Aşktan vazgeçilir mi?
Bunca yıllık minnoş hayatımda aşktan vazgeçenini görmedim, siz gördünüz mü? Burada geçen “aşk” ifadesini lütfen hormonların yönlendirdiği aşk olarak düşünmeyin. Nefes alan, almayan her şeye karşı duyulan aşktan bahsediyorum. Açıyı böyle büyütünce ne kadar “vazgeçmek” kelimesi ne kadar “light” kalıyor değil mi?

***

Gülümse Yeter bir haftalık aradan sonra yeniden ekranlardaydı. Kaldığı yerden, aynı güzellikte, aynı güldürme kuvvetiyle. Ekranlarını yeni açanlar için nerede kaldığımızı bir-iki cümle ile hatırlatmak istiyorum. En son Cem akıllısı Sarp’ın okul arkadaşı Alara kızımızı bulup getirip Sarp’ın burnuna sokmuştu. Üstelik artık Yasemin de şirkette çalışmaya başlayacaktı. Şirketin ismini “Film Gibi” yapmalıydık. Kapı açılacaktı ve Sarp ile yıllar önce yollarını ayıran Alara gelecek miydi? Geldiğinde cebinde hangi sırlar olacaktı?

Rüyalarda buluşuruz, hayallerde kavuşuruz.

Kıskançlık aşkın şanındandır. Eğer ortamda çiçeği burnunda bir çift ve ikisinden birisinin eski sevgilisi/karısı/kocası varsa kesin kıskançlık olur. Kıskanmayanı döverler, o kadar söyleyeyim. Yasemin, Alara, Sarp ve Cem. Beraber çalışacaklar. Kimse kimseyi kıskanmayacak. Kimse arıza çıkarmayacak. Ay durun şuralarda bir yerlerde benim külahım olacaktı. Ona anlatın ne anlatıyorsanız. Sanırım burada değerlendirme kriterimiz kıskançlığın dozu olmalı. Yani şimdi bir böyle tatlı tatlı, kur yapa yapa kıskanmak var; bir de saç baş yolmalı kıskanmak var.

Yalnız o yüzük öyle zırt pırt çıkarsa olmaz, uğuru kaçar,değilmi?

• _Yapılacak iş_
Metne göre Gülümse Yeter ne kadarlık bir aradan sonra yeniden ekranlara döndü? Yalnızca bu metne dayanın, başka kaynağa başvurmayın.

Konum tanımlama öğeleri

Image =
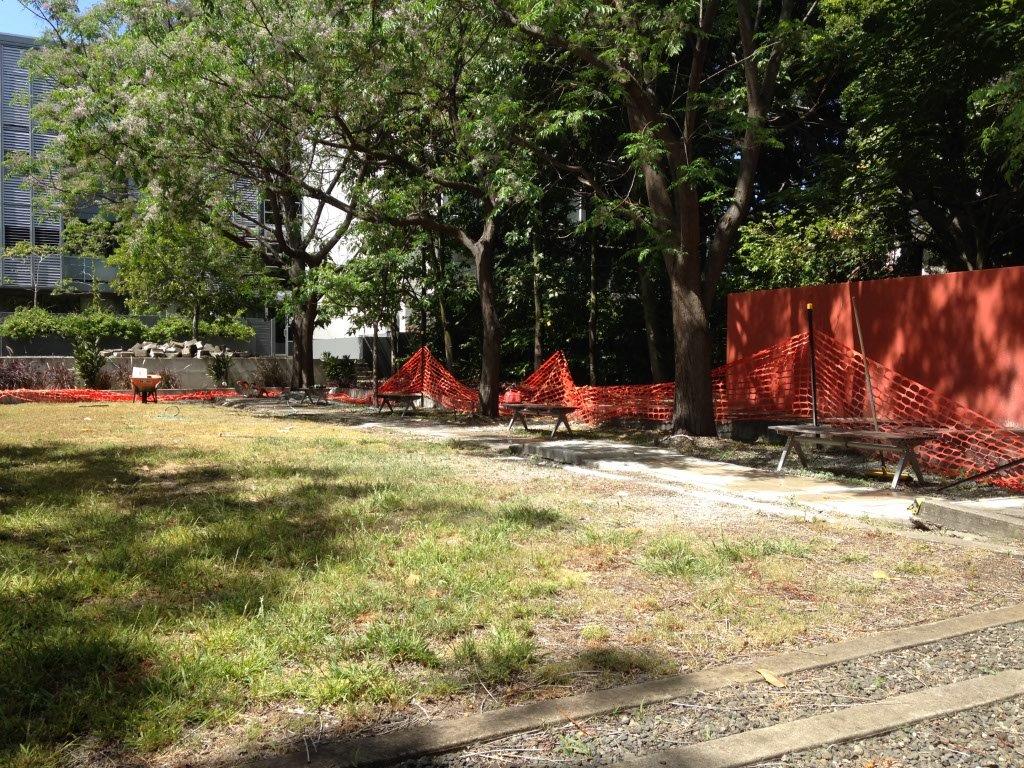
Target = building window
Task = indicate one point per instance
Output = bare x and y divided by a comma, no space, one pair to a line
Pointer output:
12,235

• _Alıştırmanın yanıtı_
Bir haftalık aradan sonra.